Word for word, the records below are to be set down again.
--
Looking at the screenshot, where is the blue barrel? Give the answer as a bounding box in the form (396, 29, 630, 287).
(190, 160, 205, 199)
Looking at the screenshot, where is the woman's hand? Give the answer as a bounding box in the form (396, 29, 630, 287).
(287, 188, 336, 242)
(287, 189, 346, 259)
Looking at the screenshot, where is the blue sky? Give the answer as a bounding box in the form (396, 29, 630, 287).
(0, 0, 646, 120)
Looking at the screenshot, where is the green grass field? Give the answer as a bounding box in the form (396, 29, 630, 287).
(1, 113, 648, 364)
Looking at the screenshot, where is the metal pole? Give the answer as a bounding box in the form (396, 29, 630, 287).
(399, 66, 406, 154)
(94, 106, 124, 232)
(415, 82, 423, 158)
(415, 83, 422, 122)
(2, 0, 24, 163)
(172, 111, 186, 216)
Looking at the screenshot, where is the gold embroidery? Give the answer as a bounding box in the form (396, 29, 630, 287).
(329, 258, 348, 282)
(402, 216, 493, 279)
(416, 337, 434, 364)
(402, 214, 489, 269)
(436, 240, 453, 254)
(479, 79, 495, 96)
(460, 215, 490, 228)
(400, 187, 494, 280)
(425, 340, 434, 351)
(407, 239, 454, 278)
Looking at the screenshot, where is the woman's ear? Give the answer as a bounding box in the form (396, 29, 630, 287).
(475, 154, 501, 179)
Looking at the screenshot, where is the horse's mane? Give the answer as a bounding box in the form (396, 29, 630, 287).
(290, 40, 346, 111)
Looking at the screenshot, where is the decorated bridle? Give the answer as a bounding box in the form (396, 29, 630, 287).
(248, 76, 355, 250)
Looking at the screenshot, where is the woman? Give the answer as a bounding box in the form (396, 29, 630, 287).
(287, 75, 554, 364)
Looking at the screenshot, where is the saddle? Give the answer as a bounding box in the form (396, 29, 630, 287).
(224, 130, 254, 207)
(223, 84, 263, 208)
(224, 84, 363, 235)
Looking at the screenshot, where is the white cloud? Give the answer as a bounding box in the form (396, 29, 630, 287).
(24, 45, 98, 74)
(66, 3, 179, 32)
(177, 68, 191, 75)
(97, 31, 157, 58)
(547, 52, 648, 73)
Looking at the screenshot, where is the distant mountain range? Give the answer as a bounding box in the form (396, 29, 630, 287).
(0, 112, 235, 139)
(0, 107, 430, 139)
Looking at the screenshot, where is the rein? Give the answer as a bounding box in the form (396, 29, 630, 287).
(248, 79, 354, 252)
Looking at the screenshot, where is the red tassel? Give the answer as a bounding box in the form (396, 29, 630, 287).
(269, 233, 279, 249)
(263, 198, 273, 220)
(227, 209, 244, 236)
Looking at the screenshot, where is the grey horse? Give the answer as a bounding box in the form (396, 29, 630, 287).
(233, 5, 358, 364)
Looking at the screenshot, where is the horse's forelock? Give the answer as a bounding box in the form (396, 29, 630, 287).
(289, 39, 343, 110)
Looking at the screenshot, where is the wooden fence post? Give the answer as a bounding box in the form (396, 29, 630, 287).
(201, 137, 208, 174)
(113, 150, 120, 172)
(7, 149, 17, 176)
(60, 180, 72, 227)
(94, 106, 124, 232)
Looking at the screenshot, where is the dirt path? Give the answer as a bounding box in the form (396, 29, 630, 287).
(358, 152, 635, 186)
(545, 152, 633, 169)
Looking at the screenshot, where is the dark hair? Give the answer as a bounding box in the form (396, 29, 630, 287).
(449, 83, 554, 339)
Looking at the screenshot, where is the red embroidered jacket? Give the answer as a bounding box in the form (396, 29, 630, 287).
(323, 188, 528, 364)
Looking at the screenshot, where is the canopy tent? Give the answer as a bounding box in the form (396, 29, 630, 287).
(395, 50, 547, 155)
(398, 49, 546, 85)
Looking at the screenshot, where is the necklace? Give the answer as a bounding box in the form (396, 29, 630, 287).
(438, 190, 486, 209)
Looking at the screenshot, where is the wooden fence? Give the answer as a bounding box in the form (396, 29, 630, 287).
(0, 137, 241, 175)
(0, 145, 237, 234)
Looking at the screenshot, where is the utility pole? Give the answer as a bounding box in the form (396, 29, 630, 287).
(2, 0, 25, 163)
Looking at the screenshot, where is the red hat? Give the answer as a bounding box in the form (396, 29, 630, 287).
--
> **EXERCISE ANSWER**
Looking at the screenshot, where is the blue barrel? Give the answer as a bounding box in the form (396, 29, 630, 287).
(190, 160, 205, 199)
Looking at the screenshot, where is the woman's hand? Give the answer as a bounding box in the form (396, 29, 630, 287).
(287, 188, 336, 242)
(287, 189, 346, 259)
Looking at the screenshot, where is the blue sky? Give the answer as a bounding box in the form (396, 29, 630, 287).
(0, 0, 646, 120)
Looking at the screenshot, where is the green grass field? Give the answer as a bounding box in the form (396, 29, 630, 287).
(1, 113, 648, 364)
Looking at the screenshot, where is the metal pole? Give the answer as a bounding box in the form (396, 29, 630, 287).
(399, 66, 406, 154)
(94, 106, 124, 232)
(415, 82, 423, 158)
(415, 83, 422, 122)
(2, 0, 24, 163)
(172, 111, 186, 216)
Looking at the screenshot, where is the gold embroidery? Give the answer as a bounding box in the form (396, 29, 630, 287).
(329, 258, 348, 282)
(402, 216, 493, 279)
(416, 337, 434, 364)
(402, 214, 489, 269)
(436, 240, 453, 254)
(479, 79, 495, 96)
(460, 215, 490, 228)
(400, 187, 494, 280)
(425, 340, 434, 351)
(407, 239, 454, 278)
Looking at the screenshot, where is the woman's ear? Give the answer as a bounding box in the form (396, 29, 630, 287).
(475, 154, 501, 179)
Looking at the screenshot, where is the horse's mane? Give the answer as a bounding box in the form (396, 29, 630, 287).
(290, 40, 346, 111)
Looking at the screenshot, where is the decorated bridle? Give the answer as a bounding box in the form (396, 29, 630, 287).
(248, 76, 355, 250)
Looking at the screenshot, where is the woman? Give the answer as a bounding box in the form (396, 29, 630, 287).
(287, 75, 554, 364)
Looking at the screenshot, where is the saddle? Give the answer as a bounding box in the form (396, 29, 630, 287).
(224, 130, 254, 207)
(223, 84, 263, 208)
(224, 84, 363, 235)
Looking at the screenshot, where is the white cloud? Give the answer as a bounding box in the form (396, 29, 630, 287).
(24, 45, 98, 74)
(66, 3, 179, 32)
(177, 68, 191, 75)
(97, 31, 157, 58)
(547, 52, 648, 73)
Looking at the screenshot, where is the distant mountain range? Give the answer as a bounding box in the form (396, 29, 630, 287).
(0, 112, 235, 139)
(0, 107, 430, 139)
Looking at the screenshot, where is the rein? Give the answer as a bounding box in the form (396, 29, 630, 287).
(248, 79, 354, 252)
Looking at the screenshot, where is the red tassel? Give the answer as a bounding box in the form (396, 29, 630, 287).
(269, 233, 279, 249)
(263, 198, 273, 220)
(227, 209, 244, 236)
Looking at the screenshot, where is the grey horse? Give the answer as a bounding box in the form (396, 29, 630, 287).
(233, 5, 358, 364)
Looking at the screenshot, where is the horse's forelock? Give the answer as a bounding box in the form (396, 29, 630, 287).
(289, 39, 343, 110)
Looking at the screenshot, where is the wooden fence post? Give the answer as a bounding box in the form (396, 29, 630, 287).
(201, 137, 208, 174)
(113, 150, 120, 172)
(7, 149, 17, 176)
(60, 180, 72, 227)
(94, 106, 124, 232)
Looking at the screenshot, where is the dirt path? Give the answer as a bounding box in the form (396, 29, 630, 287).
(358, 152, 635, 186)
(545, 152, 633, 169)
Looking at the screenshot, where is the dark hair? Give the answer as a bounding box in the form (396, 29, 630, 287).
(449, 83, 554, 339)
Looking at the screenshot, where is the red embroidered jacket? Give the answer as a bounding box in the form (396, 29, 630, 287).
(323, 188, 528, 364)
Looking at the screenshot, where is the canopy tent? Give the answer as a bounding box in the form (396, 29, 630, 287).
(395, 50, 547, 155)
(398, 49, 546, 85)
Looking at the screenshot, where is the necklace? Give the answer as a bounding box in the form (396, 29, 630, 287).
(438, 190, 486, 209)
Looking at the screenshot, where is the wooden fence? Give the answer as a bounding box in the form (396, 29, 630, 287).
(0, 137, 241, 175)
(0, 145, 237, 234)
Looking at the screenshot, where is the utility pole? Give the answer as a bounding box in the form (396, 29, 630, 287).
(2, 0, 25, 163)
Looking at the screenshot, where is the red hat? Give the answer as a bounding box in the form (396, 29, 630, 287).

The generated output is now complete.